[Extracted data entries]

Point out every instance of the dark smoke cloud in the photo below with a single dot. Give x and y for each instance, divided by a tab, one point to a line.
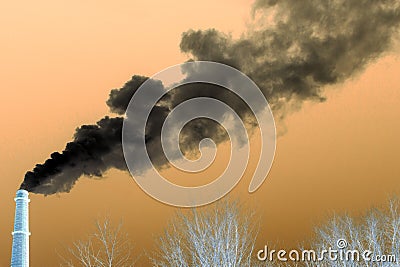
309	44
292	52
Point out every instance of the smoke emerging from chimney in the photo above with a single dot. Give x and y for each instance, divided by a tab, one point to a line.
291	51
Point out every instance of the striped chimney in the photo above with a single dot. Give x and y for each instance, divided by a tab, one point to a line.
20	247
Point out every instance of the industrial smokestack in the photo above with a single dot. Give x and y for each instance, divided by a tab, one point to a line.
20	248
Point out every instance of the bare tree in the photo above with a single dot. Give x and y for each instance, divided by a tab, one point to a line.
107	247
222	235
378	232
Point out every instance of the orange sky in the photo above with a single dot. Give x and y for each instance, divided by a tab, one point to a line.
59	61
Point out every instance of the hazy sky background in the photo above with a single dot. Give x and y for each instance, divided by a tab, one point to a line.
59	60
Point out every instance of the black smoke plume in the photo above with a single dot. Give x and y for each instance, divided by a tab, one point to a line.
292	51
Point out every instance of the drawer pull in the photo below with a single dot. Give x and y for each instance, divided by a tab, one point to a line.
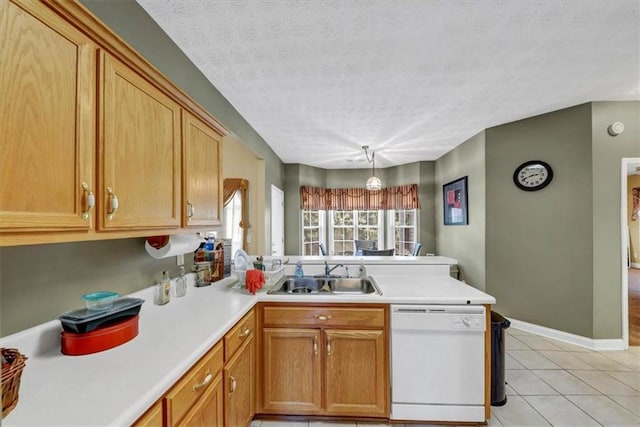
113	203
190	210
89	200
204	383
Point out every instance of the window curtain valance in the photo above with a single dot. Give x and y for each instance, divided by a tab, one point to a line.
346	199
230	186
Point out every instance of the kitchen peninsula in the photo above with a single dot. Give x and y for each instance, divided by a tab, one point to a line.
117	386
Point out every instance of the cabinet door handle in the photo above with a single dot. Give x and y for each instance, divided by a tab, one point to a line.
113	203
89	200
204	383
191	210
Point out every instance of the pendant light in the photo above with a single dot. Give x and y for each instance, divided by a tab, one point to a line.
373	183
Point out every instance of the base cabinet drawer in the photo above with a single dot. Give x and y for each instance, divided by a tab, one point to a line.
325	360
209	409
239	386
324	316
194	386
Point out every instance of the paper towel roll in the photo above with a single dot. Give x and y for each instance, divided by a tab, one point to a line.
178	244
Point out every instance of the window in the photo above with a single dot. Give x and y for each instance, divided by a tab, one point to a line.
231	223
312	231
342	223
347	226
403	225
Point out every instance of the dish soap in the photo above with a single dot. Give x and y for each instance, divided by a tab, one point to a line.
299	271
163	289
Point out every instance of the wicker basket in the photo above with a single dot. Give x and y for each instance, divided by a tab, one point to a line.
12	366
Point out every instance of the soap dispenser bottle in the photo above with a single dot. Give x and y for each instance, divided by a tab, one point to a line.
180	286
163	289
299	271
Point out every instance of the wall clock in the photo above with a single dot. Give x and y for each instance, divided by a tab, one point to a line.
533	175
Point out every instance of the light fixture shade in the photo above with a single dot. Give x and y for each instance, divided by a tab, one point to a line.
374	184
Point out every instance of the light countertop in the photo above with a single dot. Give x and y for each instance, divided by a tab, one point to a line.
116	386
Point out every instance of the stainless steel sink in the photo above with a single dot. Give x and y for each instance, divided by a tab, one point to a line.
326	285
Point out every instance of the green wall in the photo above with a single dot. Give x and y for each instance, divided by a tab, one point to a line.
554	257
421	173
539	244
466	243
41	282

...

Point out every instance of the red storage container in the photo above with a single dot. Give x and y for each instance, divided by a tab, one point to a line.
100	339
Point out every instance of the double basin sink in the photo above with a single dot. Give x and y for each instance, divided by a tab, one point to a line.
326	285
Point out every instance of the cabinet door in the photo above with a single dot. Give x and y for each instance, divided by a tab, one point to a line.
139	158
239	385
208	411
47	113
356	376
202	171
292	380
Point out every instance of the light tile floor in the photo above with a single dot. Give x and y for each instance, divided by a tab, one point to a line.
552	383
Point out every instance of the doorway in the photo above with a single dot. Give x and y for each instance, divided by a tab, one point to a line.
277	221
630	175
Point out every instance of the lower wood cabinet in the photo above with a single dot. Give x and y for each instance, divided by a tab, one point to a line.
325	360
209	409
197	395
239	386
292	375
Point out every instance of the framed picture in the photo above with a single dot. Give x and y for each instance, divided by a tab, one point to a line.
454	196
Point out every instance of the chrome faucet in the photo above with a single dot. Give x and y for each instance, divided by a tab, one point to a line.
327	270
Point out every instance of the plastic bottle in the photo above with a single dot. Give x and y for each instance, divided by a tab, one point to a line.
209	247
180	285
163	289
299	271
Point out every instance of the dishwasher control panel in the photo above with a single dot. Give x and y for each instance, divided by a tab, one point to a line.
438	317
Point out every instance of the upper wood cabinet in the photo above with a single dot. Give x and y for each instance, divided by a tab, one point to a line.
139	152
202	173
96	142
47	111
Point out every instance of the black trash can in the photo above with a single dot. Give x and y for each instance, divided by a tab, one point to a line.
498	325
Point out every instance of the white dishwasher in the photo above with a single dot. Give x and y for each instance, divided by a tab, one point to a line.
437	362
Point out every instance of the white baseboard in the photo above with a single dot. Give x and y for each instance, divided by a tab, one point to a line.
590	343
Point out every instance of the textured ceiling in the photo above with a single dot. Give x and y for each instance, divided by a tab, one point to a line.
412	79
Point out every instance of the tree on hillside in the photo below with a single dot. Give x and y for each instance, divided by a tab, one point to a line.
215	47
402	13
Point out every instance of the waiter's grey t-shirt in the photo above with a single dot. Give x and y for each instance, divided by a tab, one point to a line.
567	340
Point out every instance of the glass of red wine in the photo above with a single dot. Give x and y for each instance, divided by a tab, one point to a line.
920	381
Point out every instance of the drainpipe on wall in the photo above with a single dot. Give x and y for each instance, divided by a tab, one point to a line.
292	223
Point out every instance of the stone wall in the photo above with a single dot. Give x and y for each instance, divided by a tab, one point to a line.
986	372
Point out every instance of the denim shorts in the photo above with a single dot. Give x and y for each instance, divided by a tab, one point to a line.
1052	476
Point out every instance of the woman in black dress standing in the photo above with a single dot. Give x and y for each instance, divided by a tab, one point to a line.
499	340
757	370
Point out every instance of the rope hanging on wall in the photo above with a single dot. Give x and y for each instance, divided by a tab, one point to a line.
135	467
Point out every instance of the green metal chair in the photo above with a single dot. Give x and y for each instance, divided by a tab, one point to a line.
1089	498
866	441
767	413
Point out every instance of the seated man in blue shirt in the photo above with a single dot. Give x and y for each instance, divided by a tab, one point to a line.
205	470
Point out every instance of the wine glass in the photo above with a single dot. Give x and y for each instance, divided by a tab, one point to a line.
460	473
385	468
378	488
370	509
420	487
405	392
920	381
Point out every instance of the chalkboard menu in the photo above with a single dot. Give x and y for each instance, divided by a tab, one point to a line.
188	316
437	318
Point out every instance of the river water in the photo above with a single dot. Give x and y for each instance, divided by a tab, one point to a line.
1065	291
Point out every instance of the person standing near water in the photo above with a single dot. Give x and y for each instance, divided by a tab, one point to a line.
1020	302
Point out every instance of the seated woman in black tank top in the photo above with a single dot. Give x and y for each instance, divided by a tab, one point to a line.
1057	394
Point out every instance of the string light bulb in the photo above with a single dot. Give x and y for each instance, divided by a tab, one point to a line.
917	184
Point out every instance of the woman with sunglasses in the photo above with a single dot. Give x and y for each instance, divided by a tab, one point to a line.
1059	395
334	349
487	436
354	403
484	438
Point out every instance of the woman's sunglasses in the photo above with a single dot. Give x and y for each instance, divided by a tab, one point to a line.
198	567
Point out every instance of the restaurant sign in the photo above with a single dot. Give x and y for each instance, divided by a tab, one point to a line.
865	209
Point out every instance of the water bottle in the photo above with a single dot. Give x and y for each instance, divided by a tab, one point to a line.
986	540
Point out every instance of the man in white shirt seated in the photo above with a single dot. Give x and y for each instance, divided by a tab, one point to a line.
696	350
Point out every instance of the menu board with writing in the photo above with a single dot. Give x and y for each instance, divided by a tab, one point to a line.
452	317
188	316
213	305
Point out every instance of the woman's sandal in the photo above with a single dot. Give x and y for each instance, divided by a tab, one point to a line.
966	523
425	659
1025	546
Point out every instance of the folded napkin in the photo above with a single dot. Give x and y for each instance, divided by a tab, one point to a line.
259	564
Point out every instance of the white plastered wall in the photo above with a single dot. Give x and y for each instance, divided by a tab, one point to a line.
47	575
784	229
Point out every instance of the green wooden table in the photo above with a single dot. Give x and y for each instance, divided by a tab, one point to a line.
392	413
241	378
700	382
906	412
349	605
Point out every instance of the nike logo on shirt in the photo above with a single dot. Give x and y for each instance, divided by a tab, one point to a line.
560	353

...

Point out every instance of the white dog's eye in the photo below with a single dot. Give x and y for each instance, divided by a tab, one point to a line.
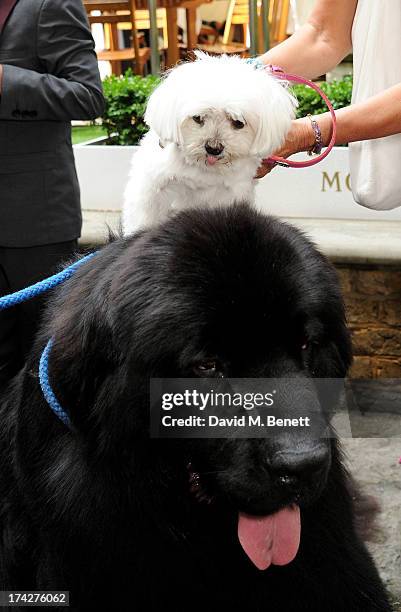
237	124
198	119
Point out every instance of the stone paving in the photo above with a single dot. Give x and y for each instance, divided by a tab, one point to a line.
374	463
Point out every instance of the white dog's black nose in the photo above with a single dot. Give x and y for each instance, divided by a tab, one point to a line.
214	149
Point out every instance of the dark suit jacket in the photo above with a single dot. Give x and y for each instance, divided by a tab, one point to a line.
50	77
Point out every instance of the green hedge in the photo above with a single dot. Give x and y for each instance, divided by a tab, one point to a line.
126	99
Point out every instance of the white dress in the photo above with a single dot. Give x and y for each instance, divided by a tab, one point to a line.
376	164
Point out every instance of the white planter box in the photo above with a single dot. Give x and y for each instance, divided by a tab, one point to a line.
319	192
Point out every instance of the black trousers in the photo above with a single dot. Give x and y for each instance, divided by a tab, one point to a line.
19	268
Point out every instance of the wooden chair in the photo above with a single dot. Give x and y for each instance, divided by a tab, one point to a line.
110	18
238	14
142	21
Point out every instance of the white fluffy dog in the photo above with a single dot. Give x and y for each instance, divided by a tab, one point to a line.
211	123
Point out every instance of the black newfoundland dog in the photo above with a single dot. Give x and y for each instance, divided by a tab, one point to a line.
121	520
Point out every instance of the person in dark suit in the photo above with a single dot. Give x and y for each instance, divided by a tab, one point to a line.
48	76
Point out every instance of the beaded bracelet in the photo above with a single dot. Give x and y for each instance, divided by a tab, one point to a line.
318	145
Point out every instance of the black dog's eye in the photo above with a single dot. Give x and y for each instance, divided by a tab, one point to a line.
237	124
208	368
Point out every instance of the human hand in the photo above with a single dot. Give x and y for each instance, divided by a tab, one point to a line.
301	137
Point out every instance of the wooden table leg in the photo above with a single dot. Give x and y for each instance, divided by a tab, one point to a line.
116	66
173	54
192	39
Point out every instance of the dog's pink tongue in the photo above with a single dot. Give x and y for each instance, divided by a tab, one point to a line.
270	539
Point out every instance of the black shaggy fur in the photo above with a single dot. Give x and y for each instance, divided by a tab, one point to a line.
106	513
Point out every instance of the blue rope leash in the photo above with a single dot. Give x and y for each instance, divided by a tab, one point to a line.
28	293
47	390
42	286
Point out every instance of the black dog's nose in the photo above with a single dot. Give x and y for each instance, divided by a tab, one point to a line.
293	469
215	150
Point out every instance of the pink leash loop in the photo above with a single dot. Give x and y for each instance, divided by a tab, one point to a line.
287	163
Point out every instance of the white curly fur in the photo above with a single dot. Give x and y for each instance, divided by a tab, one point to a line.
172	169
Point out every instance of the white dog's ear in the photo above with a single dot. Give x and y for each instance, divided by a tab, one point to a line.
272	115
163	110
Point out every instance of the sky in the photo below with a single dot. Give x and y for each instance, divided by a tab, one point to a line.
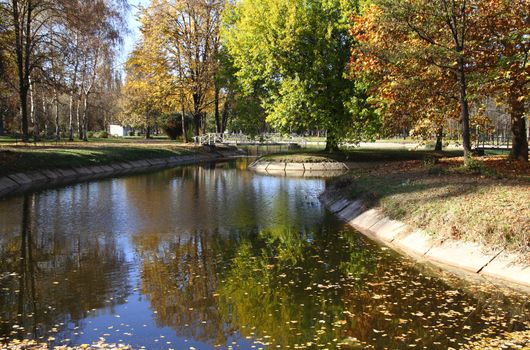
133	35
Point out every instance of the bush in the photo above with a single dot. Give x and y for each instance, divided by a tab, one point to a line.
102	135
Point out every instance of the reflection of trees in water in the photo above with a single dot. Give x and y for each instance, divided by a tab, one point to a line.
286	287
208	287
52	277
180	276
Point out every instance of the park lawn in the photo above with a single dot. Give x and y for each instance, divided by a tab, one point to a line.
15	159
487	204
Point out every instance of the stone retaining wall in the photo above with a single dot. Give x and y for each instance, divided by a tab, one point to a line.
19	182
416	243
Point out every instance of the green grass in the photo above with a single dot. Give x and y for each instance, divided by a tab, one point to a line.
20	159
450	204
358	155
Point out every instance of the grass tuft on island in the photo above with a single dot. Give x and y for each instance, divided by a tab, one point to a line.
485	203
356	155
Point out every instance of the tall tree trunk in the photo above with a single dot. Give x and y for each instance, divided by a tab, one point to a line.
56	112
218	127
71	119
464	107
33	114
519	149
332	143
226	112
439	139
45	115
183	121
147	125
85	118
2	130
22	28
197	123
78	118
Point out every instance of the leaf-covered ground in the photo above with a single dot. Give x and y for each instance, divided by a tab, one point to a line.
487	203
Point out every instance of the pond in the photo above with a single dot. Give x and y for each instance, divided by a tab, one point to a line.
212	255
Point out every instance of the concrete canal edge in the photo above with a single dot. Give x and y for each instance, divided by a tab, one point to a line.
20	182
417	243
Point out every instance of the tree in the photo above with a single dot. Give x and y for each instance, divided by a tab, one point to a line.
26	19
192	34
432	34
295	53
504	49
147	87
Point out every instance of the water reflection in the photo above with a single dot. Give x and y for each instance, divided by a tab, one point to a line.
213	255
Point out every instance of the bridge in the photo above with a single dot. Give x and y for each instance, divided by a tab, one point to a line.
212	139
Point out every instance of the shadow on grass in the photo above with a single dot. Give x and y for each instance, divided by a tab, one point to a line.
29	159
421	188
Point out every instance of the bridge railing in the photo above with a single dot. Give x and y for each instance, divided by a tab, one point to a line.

* _What you should do_
Among the entries above, locate the lines containing "Point out every instance of the bridge in" and "Point out every instance of the bridge railing", and transcribe exactly those two lines and all lines between.

* _Answer space_
Point out every instance of the bridge in the photo above with a single dot. Give x and y for each instance, divided by a tab, one point to a line.
212	139
Point out every instance of the shadow on grass in the photo above with a single dot. Give x and y for each instance, divided by a tab, one point to a line.
29	159
421	188
Point out every instance of the bridge railing in the photo above with a single dot. Give x and y for each instance, divided by a tab, one point to a line.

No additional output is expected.